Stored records
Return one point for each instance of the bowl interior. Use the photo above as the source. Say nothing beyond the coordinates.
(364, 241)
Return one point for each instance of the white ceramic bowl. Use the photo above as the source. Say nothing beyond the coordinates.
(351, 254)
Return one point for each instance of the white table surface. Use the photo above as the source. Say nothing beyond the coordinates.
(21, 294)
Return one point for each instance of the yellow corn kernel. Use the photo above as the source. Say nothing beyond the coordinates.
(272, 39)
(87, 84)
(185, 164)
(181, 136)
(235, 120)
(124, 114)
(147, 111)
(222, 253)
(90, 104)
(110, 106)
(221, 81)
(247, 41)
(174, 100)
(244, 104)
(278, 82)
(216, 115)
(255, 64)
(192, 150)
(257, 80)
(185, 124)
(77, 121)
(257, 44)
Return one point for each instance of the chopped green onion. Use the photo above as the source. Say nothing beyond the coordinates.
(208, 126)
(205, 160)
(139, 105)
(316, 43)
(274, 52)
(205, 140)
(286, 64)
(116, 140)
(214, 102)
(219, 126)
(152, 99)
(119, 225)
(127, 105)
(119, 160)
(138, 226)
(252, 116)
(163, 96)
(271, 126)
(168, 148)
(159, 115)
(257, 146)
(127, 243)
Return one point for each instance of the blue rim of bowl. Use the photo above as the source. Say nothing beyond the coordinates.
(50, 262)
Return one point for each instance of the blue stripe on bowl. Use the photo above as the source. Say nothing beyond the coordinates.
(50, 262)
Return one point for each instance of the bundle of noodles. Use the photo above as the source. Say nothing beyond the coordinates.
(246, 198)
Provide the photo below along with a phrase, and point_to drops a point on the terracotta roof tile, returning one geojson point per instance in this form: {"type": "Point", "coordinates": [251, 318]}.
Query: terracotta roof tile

### About this exercise
Please transcribe the data shown above in full, exactly as it stands.

### The answer
Return one point for each instance of the bowl interior. Use the photo above as the source. Say nothing beyond the coordinates.
(364, 241)
Return one point for each instance of the white ceramic bowl. Use the photo above as the source. Say nothing beyond the coordinates.
(351, 254)
Return one point for each instance of the white table surface. Use the photo above as the source. Say nothing beyond the coordinates.
(21, 294)
Return one point for each instance of the yellow corn kernel. Use the photo above as the source. Say nothing beyond the coordinates.
(272, 39)
(87, 84)
(185, 164)
(181, 136)
(235, 120)
(124, 114)
(147, 111)
(222, 253)
(90, 104)
(110, 106)
(221, 81)
(247, 41)
(174, 100)
(244, 104)
(278, 82)
(216, 115)
(255, 64)
(192, 150)
(257, 80)
(185, 124)
(77, 121)
(257, 44)
Return one point for each instance of the chopped green onion. Use the photo above as the source. Say nothing beyond the coordinates.
(208, 126)
(205, 160)
(139, 105)
(316, 43)
(274, 52)
(205, 140)
(286, 64)
(116, 140)
(214, 102)
(219, 126)
(152, 99)
(119, 225)
(127, 105)
(119, 160)
(138, 226)
(252, 116)
(163, 96)
(271, 126)
(168, 148)
(159, 115)
(257, 146)
(127, 243)
Return one point for each instance of the blue rim of bowl. Use the photo above as the source. Say nothing beyond the coordinates.
(50, 262)
Return one point for each instance of the blue stripe on bowl. Use the photo above as the source. Say nothing beyond the coordinates.
(50, 262)
Return one point for each instance of the bundle of noodles. Use the photo above as the source. Say nothing beyond the coordinates.
(246, 198)
Provide the photo below along with a phrase, and point_to drops a point on the terracotta roof tile, returning one geojson point per instance in this form: {"type": "Point", "coordinates": [251, 318]}.
Query: terracotta roof tile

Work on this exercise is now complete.